* Material for the task *
===
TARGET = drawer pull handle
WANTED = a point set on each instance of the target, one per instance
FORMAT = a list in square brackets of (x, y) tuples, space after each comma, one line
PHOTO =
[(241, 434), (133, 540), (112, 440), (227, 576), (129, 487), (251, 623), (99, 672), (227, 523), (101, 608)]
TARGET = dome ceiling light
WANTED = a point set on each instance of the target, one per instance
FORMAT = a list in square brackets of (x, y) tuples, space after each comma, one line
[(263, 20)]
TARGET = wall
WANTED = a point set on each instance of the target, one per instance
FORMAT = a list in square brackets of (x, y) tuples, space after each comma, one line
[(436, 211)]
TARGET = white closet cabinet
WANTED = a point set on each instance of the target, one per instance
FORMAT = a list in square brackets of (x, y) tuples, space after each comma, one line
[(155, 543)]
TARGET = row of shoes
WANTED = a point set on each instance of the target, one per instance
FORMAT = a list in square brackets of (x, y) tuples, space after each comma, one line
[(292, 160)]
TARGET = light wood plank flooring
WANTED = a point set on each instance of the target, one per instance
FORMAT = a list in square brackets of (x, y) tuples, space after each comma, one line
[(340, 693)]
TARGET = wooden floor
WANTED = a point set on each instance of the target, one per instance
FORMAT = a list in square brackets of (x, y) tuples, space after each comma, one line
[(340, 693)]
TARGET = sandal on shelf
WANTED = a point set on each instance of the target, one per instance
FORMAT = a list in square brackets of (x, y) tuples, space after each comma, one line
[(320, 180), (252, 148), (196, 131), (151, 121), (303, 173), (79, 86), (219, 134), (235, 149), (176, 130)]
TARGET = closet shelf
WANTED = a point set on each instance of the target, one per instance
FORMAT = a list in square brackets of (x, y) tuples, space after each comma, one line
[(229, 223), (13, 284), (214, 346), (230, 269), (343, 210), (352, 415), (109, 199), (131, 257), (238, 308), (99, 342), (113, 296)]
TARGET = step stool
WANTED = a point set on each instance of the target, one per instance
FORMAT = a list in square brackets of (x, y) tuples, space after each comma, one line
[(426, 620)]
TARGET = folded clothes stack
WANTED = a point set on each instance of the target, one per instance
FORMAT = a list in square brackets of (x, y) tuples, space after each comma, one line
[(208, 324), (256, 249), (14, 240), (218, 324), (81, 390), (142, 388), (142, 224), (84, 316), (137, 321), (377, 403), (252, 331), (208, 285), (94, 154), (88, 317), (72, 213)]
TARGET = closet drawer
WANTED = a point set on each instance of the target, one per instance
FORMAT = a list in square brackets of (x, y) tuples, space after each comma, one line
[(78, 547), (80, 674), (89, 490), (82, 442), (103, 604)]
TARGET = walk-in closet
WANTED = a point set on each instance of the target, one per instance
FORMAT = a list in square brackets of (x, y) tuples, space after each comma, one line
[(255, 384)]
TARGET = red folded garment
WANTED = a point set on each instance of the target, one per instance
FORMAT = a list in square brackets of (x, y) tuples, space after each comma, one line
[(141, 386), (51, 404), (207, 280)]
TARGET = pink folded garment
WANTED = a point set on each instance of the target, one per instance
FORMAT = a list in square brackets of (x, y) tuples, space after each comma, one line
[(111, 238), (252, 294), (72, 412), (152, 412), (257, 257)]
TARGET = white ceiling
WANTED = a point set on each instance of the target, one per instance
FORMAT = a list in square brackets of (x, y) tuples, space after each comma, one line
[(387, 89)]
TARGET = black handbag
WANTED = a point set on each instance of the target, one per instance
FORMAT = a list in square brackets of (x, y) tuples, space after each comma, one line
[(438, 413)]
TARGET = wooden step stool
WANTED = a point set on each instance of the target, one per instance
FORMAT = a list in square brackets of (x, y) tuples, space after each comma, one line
===
* The task *
Please transcribe the records in full, keeping every word as it is.

* Response to this task *
TARGET = drawer pull handle
WANTED = a point set on each instance of the target, one per instance
FORMAT = a list in square brackets of (x, y) tuples, space after each comma, one line
PHOTO =
[(241, 434), (133, 540), (112, 440), (227, 576), (129, 487), (251, 623), (99, 672), (227, 523), (101, 608)]
TARGET = dome ceiling light
WANTED = a point set on each instance of the target, one per instance
FORMAT = a list in square brackets of (x, y) tuples, space after each comma, one line
[(263, 20)]
TARGET = wall
WANTED = a point set on each instance of the target, one per instance
FORMAT = a list in square brackets of (x, y) tuples, space after each comma, one line
[(436, 211)]
TARGET = white closet cabinet
WANTED = a point set on each instance of the target, one per instance
FORMAT = a list in square brackets of (x, y) tuples, space after each comma, one line
[(155, 543)]
TARGET = row of shoes
WANTED = a point set on each instance of the target, one per instance
FORMAT = a list in square brackets of (x, y) tuples, space after each comma, one line
[(292, 160)]
TARGET = light wood plank flooring
WANTED = a point set on each instance of the target, one per instance
FORMAT = a list in square brackets of (x, y) tuples, space after each comma, one line
[(340, 693)]
TARGET = wooden floor
WANTED = a point set on each instance of the target, one per instance
FORMAT = a list in square brackets of (x, y) tuples, space after each comma, one line
[(340, 693)]
TARGET = sandal on shelf
WANTED = a point set on each instance of the target, one per instance
FORMAT = a list in square brackets of (x, y) tuples, space after each comma, one line
[(320, 180), (252, 148), (196, 131), (151, 121), (303, 173), (79, 86), (219, 134), (235, 149), (176, 130)]
TARGET = closet shelf
WANTED = a point set on each instance of the target, one per instance
FORMAT = a list in square brackets of (x, y) tuples, space after each comma, one line
[(229, 223), (13, 284), (214, 346), (230, 269), (343, 210), (352, 415), (109, 199), (131, 257), (238, 308), (99, 342), (113, 296)]
TARGET = step stool
WANTED = a point set on each instance of the target, one per instance
FORMAT = a list in square brackets of (x, y) tuples, space after each comma, one line
[(426, 620)]
TARGET = folded clothes stack
WANTED = a point set on each instance of the target, one per instance
FORMAT = a list in square brackets of (x, y) tuples, space after each comma, one line
[(208, 324), (256, 249), (14, 240), (218, 324), (81, 390), (142, 388), (142, 224), (84, 316), (137, 321), (377, 403), (252, 331), (208, 285), (94, 154), (88, 317), (72, 213)]
TARGET = closet drawer
WANTED = a point set on each instance of the target, one per instance
FORMAT = a list in square brackets of (x, y) tuples, space after each comma, one line
[(78, 547), (80, 674), (89, 490), (82, 442), (103, 604)]
TARGET = walk-in closet
WANTED = a point set on each instance of the target, one per instance
FORMAT = a list in square brackets of (x, y) tuples, space after each comma, one line
[(255, 384)]
TARGET = red folded garment
WANTED = a point set on each instance of the target, one per instance
FORMAT = a list in square brackets of (x, y) tuples, space after each comma, one line
[(141, 386), (51, 404), (207, 280)]
TARGET = pink folded garment
WANTED = a point set on each instance of the target, one per instance
FORMAT = a list in square brackets of (x, y) tuples, space after each comma, one line
[(111, 238), (252, 294), (72, 412), (152, 412), (257, 257)]
TARGET = white ceiling
WANTED = a point set on each instance of the target, one per instance
FORMAT = a list in square brackets of (x, y) tuples, space after each comma, one line
[(387, 89)]
TARGET = black handbag
WANTED = a point set on each instance of the target, one per instance
FORMAT = a list in square brackets of (x, y) tuples, space after each comma, one line
[(438, 413)]
TARGET = wooden step stool
WANTED = a point set on each instance of the target, one per instance
FORMAT = a list in square brackets of (x, y) tuples, space after each comma, one line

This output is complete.